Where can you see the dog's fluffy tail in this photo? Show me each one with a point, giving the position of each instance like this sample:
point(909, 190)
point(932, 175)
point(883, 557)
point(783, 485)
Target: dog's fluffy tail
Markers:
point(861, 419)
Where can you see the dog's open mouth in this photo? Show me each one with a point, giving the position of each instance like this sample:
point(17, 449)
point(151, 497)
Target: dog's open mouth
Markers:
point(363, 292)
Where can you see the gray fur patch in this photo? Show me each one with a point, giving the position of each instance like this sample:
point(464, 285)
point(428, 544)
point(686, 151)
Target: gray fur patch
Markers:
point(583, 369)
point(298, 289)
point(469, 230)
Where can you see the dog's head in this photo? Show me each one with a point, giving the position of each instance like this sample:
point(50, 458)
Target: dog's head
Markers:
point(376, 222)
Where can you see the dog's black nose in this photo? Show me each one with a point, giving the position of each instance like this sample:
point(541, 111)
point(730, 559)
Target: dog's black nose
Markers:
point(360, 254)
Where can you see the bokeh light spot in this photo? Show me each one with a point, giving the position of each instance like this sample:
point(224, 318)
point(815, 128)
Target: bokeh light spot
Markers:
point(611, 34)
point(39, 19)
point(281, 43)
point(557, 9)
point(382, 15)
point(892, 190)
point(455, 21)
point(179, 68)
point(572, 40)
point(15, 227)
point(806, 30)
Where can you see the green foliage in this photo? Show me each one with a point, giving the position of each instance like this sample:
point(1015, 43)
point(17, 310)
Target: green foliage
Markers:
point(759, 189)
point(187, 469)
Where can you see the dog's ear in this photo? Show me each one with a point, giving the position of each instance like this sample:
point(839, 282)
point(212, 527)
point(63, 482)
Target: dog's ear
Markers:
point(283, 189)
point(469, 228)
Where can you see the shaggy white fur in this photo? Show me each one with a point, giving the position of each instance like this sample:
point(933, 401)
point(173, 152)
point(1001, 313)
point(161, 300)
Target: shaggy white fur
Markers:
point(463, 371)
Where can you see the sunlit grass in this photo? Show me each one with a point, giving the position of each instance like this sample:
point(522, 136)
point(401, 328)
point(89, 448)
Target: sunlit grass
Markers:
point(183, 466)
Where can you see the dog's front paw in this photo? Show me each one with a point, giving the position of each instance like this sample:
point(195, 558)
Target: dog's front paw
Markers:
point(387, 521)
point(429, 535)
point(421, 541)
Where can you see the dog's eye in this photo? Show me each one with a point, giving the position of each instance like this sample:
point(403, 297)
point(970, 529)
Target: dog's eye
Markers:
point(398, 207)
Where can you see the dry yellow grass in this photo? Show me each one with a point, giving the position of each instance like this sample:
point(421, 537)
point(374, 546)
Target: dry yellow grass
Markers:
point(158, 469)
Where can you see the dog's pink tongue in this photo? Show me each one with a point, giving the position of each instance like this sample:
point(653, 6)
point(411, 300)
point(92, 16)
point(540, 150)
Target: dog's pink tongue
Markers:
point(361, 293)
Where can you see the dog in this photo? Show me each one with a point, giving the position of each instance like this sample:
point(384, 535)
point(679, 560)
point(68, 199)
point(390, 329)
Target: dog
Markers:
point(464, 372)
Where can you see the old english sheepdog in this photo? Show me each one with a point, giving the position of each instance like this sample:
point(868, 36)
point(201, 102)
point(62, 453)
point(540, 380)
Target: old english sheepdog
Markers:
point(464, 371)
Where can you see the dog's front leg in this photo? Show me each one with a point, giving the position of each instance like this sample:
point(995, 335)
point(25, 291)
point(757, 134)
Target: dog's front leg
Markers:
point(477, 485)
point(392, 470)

************

Your goal :: Convert every line of the records above into a single numbered list, one line per item, and omit any blank lines.

Written answer ::
1. Where can you see the dog's fluffy tail in this photo? Show me each one with a point, giving the position of each instance like this sample:
2. point(909, 190)
3. point(932, 175)
4. point(883, 557)
5. point(783, 485)
6. Target: dog's fluffy tail
7. Markers:
8. point(861, 419)
9. Where can you see the dog's open mouth in this photo? Show me each one with a point, giving the position of each instance like this sample:
10. point(17, 449)
11. point(151, 497)
12. Target: dog's open mouth
13. Markers:
14. point(363, 292)
15. Where can you see the gray fur patch in this photo? Show me each one with a point, giving the position of each instance like this sample:
16. point(464, 285)
17. point(428, 544)
18. point(686, 151)
19. Target: gray fur patch
20. Markers:
21. point(583, 369)
22. point(298, 289)
23. point(469, 230)
24. Where can you see the dog's head in this photo? Show me each one with a point, giving the position of each instance like this sample:
25. point(50, 458)
26. Target: dog's head
27. Markers:
28. point(376, 222)
29. Where can you see the dog's black nose in this photo? Show me each one with a point, giving the position of each instance like this sample:
30. point(541, 111)
31. point(730, 559)
32. Target: dog's black nose
33. Markers:
34. point(360, 254)
35. Where can you see the bokeh light spot in this photo? Show me each one with a point, giving the position of each instance like this sample:
36. point(224, 318)
37. point(815, 128)
38. Target: bokeh light spot
39. Markers:
40. point(611, 34)
41. point(39, 19)
42. point(281, 43)
43. point(557, 9)
44. point(382, 15)
45. point(892, 190)
46. point(455, 21)
47. point(179, 68)
48. point(572, 40)
49. point(15, 227)
50. point(806, 30)
51. Where can you see the green foliage in this photo? Show me each one with a point, giving the position of each instance like this sample:
52. point(1015, 43)
53. point(17, 310)
54. Target: green foliage
55. Markers:
56. point(759, 189)
57. point(187, 469)
58. Where can you see the dog's ear in this photo? Show me each one with a point, giving the position of each instance like this sample:
59. point(839, 282)
60. point(212, 527)
61. point(63, 482)
62. Target: dog's ear
63. Markers:
64. point(283, 189)
65. point(469, 228)
66. Where can you see the shaggy white fur in this photo? Show me each one with a point, giving the position of each instance like this sample:
67. point(933, 401)
68. point(173, 152)
69. point(1001, 313)
70. point(161, 300)
71. Target: shaggy white fur
72. Markers:
73. point(463, 371)
74. Where can you see the sunlit grass in this photo? Show me each one with a point, giving the position of each instance like this sample:
75. point(522, 136)
76. point(401, 328)
77. point(89, 448)
78. Target: sunlit grass
79. Markers:
80. point(183, 466)
81. Where can you see the dog's front paw in this photo? Show me each one with a point, giving the position of each instance like this sample:
82. point(195, 558)
83. Target: dog's front paw
84. Markers:
85. point(387, 521)
86. point(429, 535)
87. point(421, 541)
88. Where can you see the dog's eye in this photo? Show me each one with a point, giving the position of each instance like this sample:
89. point(403, 297)
90. point(970, 529)
91. Target: dog's eye
92. Markers:
93. point(398, 207)
94. Where can you see the dry yellow grass in this photo? Show me each one with a point, giving the position of each instance like this sample:
95. point(421, 537)
96. point(374, 546)
97. Target: dry yellow grass
98. Markers:
99. point(158, 469)
100. Where can you see the dog's pink tongue in this photo? Show me each one with a point, giving the position of each instance like this sample:
101. point(653, 6)
102. point(411, 300)
103. point(92, 16)
104. point(540, 150)
105. Target: dog's pink tongue
106. Markers:
107. point(361, 293)
108. Where can you see the dog in this photo? Show me each one with a point, giving the position of each instance like this sample:
109. point(384, 535)
110. point(679, 560)
111. point(68, 199)
112. point(390, 329)
113. Target: dog
114. Markers:
115. point(464, 372)
116. Where can you see the old english sheepdog in this photo? Show me each one with a point, giving the position of each instance like this sample:
117. point(868, 36)
118. point(201, 102)
119. point(62, 453)
120. point(540, 380)
121. Target: old english sheepdog
122. Markers:
123. point(464, 371)
124. Where can you see the dog's front leg in this photo? Show me each one with a point, giving the position of each instance like this sample:
125. point(995, 335)
126. point(25, 291)
127. point(757, 134)
128. Target: dog's front leg
129. Markers:
130. point(477, 485)
131. point(392, 470)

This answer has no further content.